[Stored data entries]

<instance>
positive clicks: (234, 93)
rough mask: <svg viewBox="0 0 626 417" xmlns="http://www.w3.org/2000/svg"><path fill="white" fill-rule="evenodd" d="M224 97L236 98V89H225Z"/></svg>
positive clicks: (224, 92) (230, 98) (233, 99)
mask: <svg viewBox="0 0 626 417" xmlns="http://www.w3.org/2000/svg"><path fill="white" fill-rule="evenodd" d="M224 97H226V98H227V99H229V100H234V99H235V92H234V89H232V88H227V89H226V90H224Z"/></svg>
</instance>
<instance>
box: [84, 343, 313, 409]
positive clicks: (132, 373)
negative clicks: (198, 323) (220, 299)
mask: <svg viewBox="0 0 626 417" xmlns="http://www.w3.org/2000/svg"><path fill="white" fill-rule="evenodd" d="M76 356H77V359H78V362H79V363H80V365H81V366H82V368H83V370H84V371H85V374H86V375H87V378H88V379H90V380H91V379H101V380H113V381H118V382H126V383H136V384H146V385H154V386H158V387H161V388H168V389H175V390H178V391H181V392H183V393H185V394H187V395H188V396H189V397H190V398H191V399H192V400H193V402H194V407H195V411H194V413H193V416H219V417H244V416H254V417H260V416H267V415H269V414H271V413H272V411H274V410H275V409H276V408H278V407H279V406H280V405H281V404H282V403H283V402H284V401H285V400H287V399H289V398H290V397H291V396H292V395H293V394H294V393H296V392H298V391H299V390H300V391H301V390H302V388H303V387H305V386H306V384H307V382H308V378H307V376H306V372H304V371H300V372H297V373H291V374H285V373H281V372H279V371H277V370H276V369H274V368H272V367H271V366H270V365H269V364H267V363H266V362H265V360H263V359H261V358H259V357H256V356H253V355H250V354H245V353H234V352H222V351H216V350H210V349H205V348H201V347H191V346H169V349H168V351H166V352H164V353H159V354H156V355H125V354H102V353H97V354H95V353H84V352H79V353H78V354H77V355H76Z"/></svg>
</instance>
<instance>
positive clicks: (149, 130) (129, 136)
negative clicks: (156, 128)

Try it -
The entries above are to be retyped exactly, with nothing left out.

Your response -
<instance>
positive clicks: (234, 93)
rough mask: <svg viewBox="0 0 626 417" xmlns="http://www.w3.org/2000/svg"><path fill="white" fill-rule="evenodd" d="M224 97L236 98V89H225Z"/></svg>
positive clicks: (224, 92) (230, 98) (233, 99)
mask: <svg viewBox="0 0 626 417" xmlns="http://www.w3.org/2000/svg"><path fill="white" fill-rule="evenodd" d="M224 97H226V98H227V99H229V100H234V99H235V92H234V89H232V88H227V89H226V90H224Z"/></svg>
</instance>
<instance>
box: [84, 343, 313, 409]
positive clicks: (132, 373)
negative clicks: (198, 323) (220, 299)
mask: <svg viewBox="0 0 626 417" xmlns="http://www.w3.org/2000/svg"><path fill="white" fill-rule="evenodd" d="M76 356H77V359H78V362H79V363H80V365H81V366H82V368H83V370H84V371H85V374H86V375H87V378H88V379H90V380H91V379H101V380H113V381H118V382H126V383H136V384H146V385H154V386H158V387H161V388H168V389H175V390H178V391H181V392H183V393H185V394H187V395H188V396H189V397H190V398H191V399H192V400H193V402H194V407H195V411H194V413H193V416H219V417H244V416H254V417H260V416H267V415H269V414H271V413H272V411H274V410H275V409H276V408H278V407H279V406H280V405H281V404H282V403H283V402H284V401H285V400H287V399H289V398H290V397H291V396H292V395H293V394H294V393H296V392H298V391H299V390H300V391H301V390H302V388H303V387H305V386H306V384H307V382H308V378H307V376H306V372H304V371H300V372H297V373H291V374H285V373H281V372H279V371H277V370H276V369H274V368H272V367H271V366H270V365H269V364H267V363H266V362H265V360H263V359H261V358H259V357H256V356H253V355H250V354H245V353H234V352H222V351H216V350H210V349H205V348H201V347H191V346H169V349H168V351H166V352H164V353H159V354H156V355H125V354H102V353H97V354H95V353H84V352H79V353H78V354H77V355H76Z"/></svg>
</instance>
<instance>
positive clicks: (149, 130) (129, 136)
negative clicks: (156, 128)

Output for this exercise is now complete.